---------- Data provided
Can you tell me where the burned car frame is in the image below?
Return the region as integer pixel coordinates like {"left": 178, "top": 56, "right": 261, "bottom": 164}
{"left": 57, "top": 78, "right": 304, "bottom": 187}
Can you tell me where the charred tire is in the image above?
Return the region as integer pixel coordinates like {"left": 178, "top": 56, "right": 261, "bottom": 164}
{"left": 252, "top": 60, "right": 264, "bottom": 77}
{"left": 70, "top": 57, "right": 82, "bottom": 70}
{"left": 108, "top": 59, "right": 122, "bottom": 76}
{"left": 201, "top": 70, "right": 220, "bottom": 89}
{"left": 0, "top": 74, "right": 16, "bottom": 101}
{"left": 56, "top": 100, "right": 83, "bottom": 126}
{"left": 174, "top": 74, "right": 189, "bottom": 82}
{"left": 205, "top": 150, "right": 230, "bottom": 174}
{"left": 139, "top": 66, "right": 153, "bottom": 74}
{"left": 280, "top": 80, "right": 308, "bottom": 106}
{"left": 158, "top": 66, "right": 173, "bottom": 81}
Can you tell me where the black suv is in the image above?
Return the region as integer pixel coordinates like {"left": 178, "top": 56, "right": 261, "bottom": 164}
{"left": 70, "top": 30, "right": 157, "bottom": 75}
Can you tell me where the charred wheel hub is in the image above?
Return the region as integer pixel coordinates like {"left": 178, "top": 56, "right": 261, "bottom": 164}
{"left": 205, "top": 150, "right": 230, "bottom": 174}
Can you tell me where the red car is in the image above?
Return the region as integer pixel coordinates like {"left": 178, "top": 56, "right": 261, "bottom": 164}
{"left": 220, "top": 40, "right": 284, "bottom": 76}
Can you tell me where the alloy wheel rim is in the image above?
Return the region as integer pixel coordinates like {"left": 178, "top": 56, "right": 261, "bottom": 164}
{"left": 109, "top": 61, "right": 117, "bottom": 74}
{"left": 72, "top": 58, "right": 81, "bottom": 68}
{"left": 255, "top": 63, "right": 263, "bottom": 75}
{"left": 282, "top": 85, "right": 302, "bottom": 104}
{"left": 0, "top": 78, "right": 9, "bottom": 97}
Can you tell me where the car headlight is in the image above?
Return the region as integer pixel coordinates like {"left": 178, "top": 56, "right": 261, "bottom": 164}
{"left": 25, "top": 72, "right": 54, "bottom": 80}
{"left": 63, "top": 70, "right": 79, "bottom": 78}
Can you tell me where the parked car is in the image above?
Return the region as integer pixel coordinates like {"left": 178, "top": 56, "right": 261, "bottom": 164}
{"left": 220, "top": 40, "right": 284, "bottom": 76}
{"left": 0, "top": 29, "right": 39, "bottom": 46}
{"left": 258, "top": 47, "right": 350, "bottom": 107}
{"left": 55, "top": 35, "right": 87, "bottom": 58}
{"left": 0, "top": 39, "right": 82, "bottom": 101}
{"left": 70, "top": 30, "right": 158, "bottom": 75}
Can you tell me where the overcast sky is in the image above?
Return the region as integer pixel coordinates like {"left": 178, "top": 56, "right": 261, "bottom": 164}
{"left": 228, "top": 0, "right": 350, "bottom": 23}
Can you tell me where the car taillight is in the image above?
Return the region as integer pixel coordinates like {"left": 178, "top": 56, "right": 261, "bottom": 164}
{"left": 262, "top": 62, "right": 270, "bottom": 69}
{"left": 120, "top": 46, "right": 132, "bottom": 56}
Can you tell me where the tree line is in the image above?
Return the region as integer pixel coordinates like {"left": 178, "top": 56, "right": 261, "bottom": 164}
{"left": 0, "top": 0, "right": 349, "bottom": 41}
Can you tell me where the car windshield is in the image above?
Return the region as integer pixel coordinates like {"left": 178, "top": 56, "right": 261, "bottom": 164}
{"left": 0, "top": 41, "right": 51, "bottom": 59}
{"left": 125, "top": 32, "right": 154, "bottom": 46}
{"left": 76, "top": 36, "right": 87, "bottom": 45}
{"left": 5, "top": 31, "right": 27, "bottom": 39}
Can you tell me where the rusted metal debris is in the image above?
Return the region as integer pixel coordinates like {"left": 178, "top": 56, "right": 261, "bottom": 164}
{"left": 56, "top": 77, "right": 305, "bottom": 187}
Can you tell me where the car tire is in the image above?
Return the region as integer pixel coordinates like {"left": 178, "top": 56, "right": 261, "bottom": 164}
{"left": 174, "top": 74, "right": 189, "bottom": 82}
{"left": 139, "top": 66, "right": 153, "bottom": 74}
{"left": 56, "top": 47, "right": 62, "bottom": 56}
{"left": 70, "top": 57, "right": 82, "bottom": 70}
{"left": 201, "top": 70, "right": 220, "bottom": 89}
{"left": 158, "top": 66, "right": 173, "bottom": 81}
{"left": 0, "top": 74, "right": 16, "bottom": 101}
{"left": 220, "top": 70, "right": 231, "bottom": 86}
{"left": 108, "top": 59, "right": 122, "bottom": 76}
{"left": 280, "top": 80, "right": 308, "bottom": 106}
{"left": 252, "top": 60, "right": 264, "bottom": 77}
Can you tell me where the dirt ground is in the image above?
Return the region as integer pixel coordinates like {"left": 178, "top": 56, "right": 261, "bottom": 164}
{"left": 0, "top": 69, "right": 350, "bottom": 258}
--------------------
> **Task description**:
The string "charred" may appear in lines of the listing above; tally those lines and give the number only.

> **Answer to the problem**:
2